Tarefas a realizar ▸
a - Responda com base no texto sobre Michael Jackson em Las Vegas:
(i) Em qual hotel Jackson se hospeda quando vai a Las Vegas?
(ii) O que Jackson ensina Bashir a fazer em uma das sequências?
(iii) Que obra o teto do shopping reproduz?
b - Dê continuidade ao texto sobre Michael Jackson em Las Vegas a partir de sua última frase.

Trecho do texto ▸
########################################

Jackson gosta de Las Vegas. Quando lhe dá na veneta, parte da Terra do Nunca para uma temporada de mais solidão em sete suítes do hotel Four Seasons. Espalha pelo quarto estátuas em tamanho natural de velhinhos que fazem caretas. Em um canto, instala um imenso jogo de fliperama. Tem à mão uma cadeira motorizada para passear de madrugada pelos corredores vazios do hotel. De dia, além de fazer compras, gosta de visitar os pontos turísticos da cidade. Um dos aspectos mais cruéis de Vivendo com Michael Jackson é o fato de ele ter se deixado enfeitiçar pelo aparente bom-mocismo de Bashir. É inegável que passou a tratá-lo como amigo. Bashir sorri, afaga, seduz, trata-o de gênio. (Sobre isso, aliás: numa seqüência em que ensina Bashir a dançar, vemos do que Michael Jackson é capaz. Ele é, ou foi, um dos gênios da cultura pop. Mas é claro que isso não interessa a Bashir.) Jackson quer mostrar a seu novo amigo tudo o que admira. Chama-lhe a atenção para a beleza do teto de um shopping. É a reprodução da Capela Sistina. ‘Olhe! Olhe! Não é lindo? Você gosta?’, pergunta, sôfrego. Em um cassino, embevecido, mostra as pirâmides do Egito. Vai até uma loja onde exibe o sarcófago de Tutancâmon que acabou de adquirir. É uma cópia em ouro. Jackson paga caro por cópias. Não ficamos sabendo se conhece os originais.

########################################

Dados apresentados ▸

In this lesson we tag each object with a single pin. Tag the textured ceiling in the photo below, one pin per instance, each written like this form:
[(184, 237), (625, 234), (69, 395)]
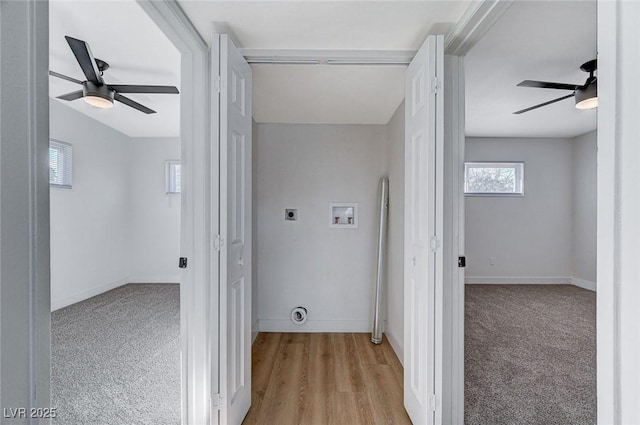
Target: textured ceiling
[(539, 40), (326, 94), (122, 34), (533, 40)]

########################################

Respostas às tarefas ▸
a -
(i) No hotel Four Seasons, onde ocupa sete suítes.
(ii) A dançar.
(iii) A Capela Sistina.

b -
O interesse do programa de Bashir não reside nas revelações, ou não-revelações, sobre pedofilia. É difícil saber se Jackson está sendo sincero quando diz que cede sua cama às crianças movido por sentimentos camaradas. Minha impressão é que sim, mas minha impressão não vale nada. Trata-se de assunto penoso a ser resolvido pelas partes envolvidas. Fora disso, é apenas alimento para jornalistas como Bashir. No máximo, revela um pouco da sordidez geral. O amiguinho de 12 anos de Jackson responde a uma pergunta de Bashir dizendo que não, sua mãe não fica preocupada cada vez que ele passa a noite na casa de Michael Jackson, fica até bastante feliz. É claro que fica: em pouco tempo poderá processá-lo.

Vivendo com Michael Jackson acerta num alvo muito mais interessante, que decerto Bashir não mirou. Sem querer ele nos revela, como nunca, as metamorfoses provocadas pelo grau máximo da celebridade; a maneira como alguém, por excesso de tudo – de fama, de dinheiro, de sucesso e de talento – vai sendo empurrado para fora do espaço psicológico onde todos nós vivemos, em direção a uma atmosfera mental incapaz de sustentar vida humana. Michael Jackson entrou em órbita. Já não está entre nós.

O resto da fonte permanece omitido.